* **Image-grounded pointing data**
* * * *
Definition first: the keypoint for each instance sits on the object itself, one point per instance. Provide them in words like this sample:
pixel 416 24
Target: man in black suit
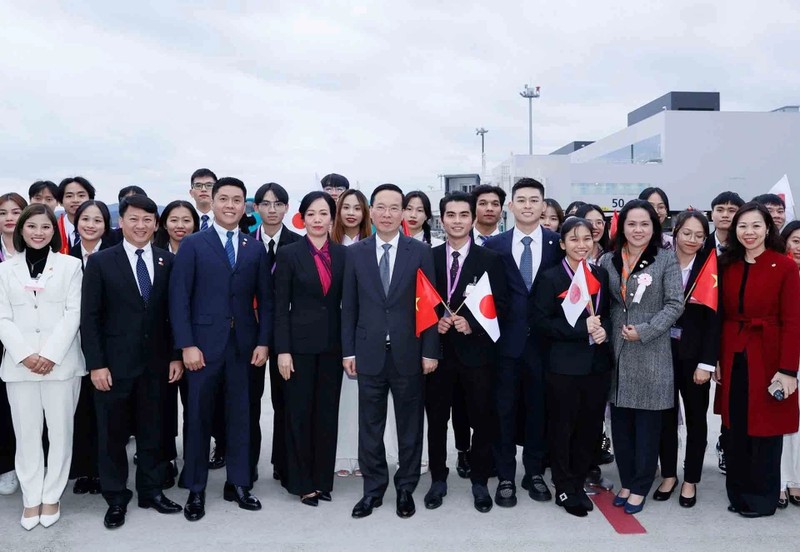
pixel 527 250
pixel 379 344
pixel 272 202
pixel 469 353
pixel 126 339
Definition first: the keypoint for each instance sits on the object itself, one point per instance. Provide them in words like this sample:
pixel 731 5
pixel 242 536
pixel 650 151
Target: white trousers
pixel 31 403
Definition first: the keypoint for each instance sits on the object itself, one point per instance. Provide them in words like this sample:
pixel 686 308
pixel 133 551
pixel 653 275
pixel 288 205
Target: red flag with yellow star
pixel 427 301
pixel 706 287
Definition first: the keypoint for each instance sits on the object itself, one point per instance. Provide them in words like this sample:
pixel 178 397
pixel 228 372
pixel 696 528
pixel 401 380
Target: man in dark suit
pixel 469 353
pixel 272 202
pixel 379 344
pixel 217 274
pixel 127 343
pixel 527 250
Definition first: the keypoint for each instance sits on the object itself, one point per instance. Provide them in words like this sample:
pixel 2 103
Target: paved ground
pixel 285 524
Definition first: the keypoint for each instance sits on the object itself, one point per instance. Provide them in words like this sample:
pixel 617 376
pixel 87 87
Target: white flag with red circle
pixel 480 303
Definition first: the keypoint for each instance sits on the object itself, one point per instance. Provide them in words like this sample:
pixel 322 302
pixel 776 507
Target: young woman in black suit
pixel 308 296
pixel 695 345
pixel 577 364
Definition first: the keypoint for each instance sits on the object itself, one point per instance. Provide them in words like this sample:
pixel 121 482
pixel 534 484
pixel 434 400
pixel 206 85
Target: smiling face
pixel 91 225
pixel 38 231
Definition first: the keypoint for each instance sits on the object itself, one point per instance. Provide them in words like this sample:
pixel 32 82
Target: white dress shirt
pixel 536 248
pixel 223 236
pixel 133 259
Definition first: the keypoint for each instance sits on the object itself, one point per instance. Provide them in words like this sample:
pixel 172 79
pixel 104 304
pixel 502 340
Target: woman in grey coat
pixel 646 300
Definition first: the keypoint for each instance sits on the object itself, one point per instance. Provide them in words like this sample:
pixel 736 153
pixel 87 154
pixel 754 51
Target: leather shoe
pixel 537 488
pixel 115 517
pixel 506 494
pixel 195 507
pixel 405 504
pixel 433 499
pixel 240 495
pixel 365 506
pixel 217 460
pixel 160 504
pixel 483 500
pixel 462 465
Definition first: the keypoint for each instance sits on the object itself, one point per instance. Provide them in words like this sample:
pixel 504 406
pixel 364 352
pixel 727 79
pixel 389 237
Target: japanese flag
pixel 480 303
pixel 577 296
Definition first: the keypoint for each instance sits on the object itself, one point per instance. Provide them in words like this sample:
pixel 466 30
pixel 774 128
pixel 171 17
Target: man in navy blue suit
pixel 380 346
pixel 528 249
pixel 216 275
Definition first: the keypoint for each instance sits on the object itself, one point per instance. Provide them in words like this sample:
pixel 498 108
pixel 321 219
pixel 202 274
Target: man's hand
pixel 101 379
pixel 175 371
pixel 193 358
pixel 260 355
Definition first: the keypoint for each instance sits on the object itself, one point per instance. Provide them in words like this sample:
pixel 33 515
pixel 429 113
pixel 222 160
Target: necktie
pixel 145 286
pixel 526 262
pixel 384 268
pixel 229 248
pixel 454 269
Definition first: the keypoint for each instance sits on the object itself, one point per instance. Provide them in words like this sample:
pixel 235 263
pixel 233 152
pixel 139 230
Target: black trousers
pixel 575 407
pixel 84 440
pixel 408 396
pixel 695 402
pixel 7 440
pixel 476 385
pixel 753 480
pixel 131 402
pixel 312 421
pixel 636 435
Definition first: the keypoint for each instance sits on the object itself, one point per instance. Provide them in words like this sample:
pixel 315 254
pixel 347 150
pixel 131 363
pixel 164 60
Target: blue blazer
pixel 369 314
pixel 515 328
pixel 208 297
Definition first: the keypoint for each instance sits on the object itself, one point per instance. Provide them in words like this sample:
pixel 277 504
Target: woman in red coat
pixel 760 304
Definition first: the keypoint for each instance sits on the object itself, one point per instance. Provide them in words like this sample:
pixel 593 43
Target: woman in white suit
pixel 40 297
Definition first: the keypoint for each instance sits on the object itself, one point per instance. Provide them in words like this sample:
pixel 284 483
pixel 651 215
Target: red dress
pixel 764 323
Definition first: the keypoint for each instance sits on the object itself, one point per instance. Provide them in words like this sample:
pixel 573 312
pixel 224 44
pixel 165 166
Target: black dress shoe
pixel 433 498
pixel 506 494
pixel 160 504
pixel 195 507
pixel 115 517
pixel 365 506
pixel 663 496
pixel 537 488
pixel 462 465
pixel 240 495
pixel 217 460
pixel 405 504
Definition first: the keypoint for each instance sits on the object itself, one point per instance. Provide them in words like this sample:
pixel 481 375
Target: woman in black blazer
pixel 695 344
pixel 577 367
pixel 308 296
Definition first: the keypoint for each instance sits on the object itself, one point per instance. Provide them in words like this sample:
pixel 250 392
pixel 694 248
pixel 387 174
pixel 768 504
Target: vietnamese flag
pixel 706 287
pixel 427 301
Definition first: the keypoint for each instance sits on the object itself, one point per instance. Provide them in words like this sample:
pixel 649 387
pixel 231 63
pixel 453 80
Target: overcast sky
pixel 127 94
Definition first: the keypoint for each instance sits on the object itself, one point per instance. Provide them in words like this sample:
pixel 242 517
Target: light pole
pixel 481 132
pixel 530 93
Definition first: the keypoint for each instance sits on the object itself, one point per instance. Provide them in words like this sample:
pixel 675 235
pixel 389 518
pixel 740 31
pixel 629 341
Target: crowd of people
pixel 105 329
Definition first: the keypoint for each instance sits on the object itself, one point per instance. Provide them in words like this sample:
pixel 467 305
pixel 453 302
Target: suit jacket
pixel 306 320
pixel 477 348
pixel 45 322
pixel 569 351
pixel 369 314
pixel 515 330
pixel 119 331
pixel 208 298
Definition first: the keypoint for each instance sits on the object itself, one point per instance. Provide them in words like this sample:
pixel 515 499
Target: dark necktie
pixel 145 286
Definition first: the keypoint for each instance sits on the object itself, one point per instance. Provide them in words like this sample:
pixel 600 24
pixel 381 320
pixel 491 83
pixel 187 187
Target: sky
* * * *
* **What is needed**
Skip every picture and return the lines above from the top through the one that contains "pixel 133 551".

* **Task result**
Definition first: the keypoint for each instance sits on the object itself, one point per instance. Provide them in words like this sample:
pixel 416 24
Target: man in black suit
pixel 527 250
pixel 379 344
pixel 272 202
pixel 469 353
pixel 126 339
Definition first: the keypoint for each instance sits on the object itself, one point per instance. Provide them in words like this sample:
pixel 731 5
pixel 242 536
pixel 650 151
Target: white trousers
pixel 31 403
Definition first: the keypoint for each instance sits on the object itself, one point per instance. Provide them in words like this sample:
pixel 686 308
pixel 133 551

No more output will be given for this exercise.